(Object location annotation data)
+--
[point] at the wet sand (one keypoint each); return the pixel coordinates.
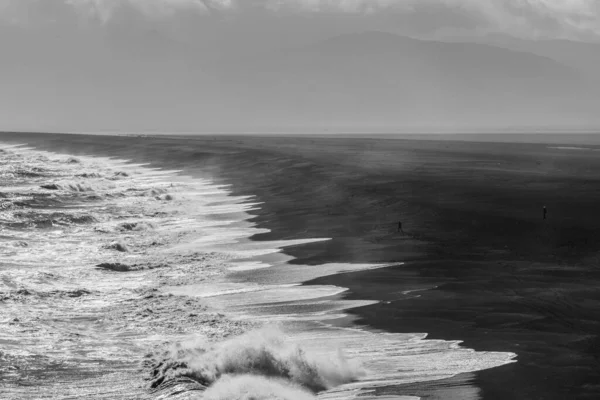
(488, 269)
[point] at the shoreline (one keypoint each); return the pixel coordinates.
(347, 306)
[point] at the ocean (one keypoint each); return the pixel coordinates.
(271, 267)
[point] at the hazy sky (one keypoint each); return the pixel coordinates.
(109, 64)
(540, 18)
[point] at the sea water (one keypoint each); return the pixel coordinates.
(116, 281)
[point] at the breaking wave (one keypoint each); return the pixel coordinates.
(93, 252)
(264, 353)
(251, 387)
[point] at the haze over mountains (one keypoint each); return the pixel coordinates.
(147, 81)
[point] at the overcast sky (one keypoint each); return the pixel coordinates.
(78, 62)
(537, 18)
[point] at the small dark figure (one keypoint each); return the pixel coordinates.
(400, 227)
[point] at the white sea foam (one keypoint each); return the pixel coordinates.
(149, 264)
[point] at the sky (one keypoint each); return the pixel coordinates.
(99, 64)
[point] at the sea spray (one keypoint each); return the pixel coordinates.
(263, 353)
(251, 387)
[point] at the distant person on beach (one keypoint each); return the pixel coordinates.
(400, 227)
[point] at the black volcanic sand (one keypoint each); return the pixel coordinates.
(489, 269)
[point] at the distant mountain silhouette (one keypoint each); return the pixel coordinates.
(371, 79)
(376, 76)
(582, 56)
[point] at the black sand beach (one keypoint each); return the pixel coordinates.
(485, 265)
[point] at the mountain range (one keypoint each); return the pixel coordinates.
+--
Convert the lines above into a numbered list, leaving out any blank lines. Do not include the pictures in your answer.

1. [point] at the wet sand (one keypoint each); return the pixel coordinates.
2. (488, 269)
3. [point] at the shoreline (one keypoint each); return the pixel coordinates.
4. (347, 306)
5. [point] at the ocean (one keypoint each); return the pixel coordinates.
6. (271, 267)
7. [point] at the hazy sky (one keypoint each); return the pixel coordinates.
8. (109, 64)
9. (540, 18)
10. [point] at the sea water (one keypoint each); return the pixel coordinates.
11. (116, 281)
12. [point] at the breaking wave (one keypoint each); return the pixel coordinates.
13. (93, 252)
14. (264, 353)
15. (251, 387)
16. [point] at the haze over mountains (one keypoint each); return the pixel coordinates.
17. (147, 81)
18. [point] at the overcast sky (one keypoint each); return the pixel coordinates.
19. (78, 62)
20. (537, 18)
21. [point] at the small dark figure (one keypoint each); return the pixel coordinates.
22. (400, 227)
23. [point] at the white sea foam (one keypoint each); return the pixel coordinates.
24. (149, 264)
25. [point] at the sky (one keypoint each); return the pixel coordinates.
26. (99, 64)
27. [point] at the sea spray (one keypoint each); return the pixel coordinates.
28. (263, 353)
29. (251, 387)
30. [point] at the distant person on beach (one keypoint each); return the pixel coordinates.
31. (400, 227)
32. [point] at the black volcanic sand (one keypoint each); return the pixel coordinates.
33. (489, 269)
34. [point] at the distant mountain silhouette (one keypoint each); return the pixel coordinates.
35. (371, 79)
36. (376, 76)
37. (582, 56)
38. [point] at the black sand beach (one keypoint each); return the pixel coordinates.
39. (485, 265)
40. [point] at the mountain range (one keypoint each); return the pixel coordinates.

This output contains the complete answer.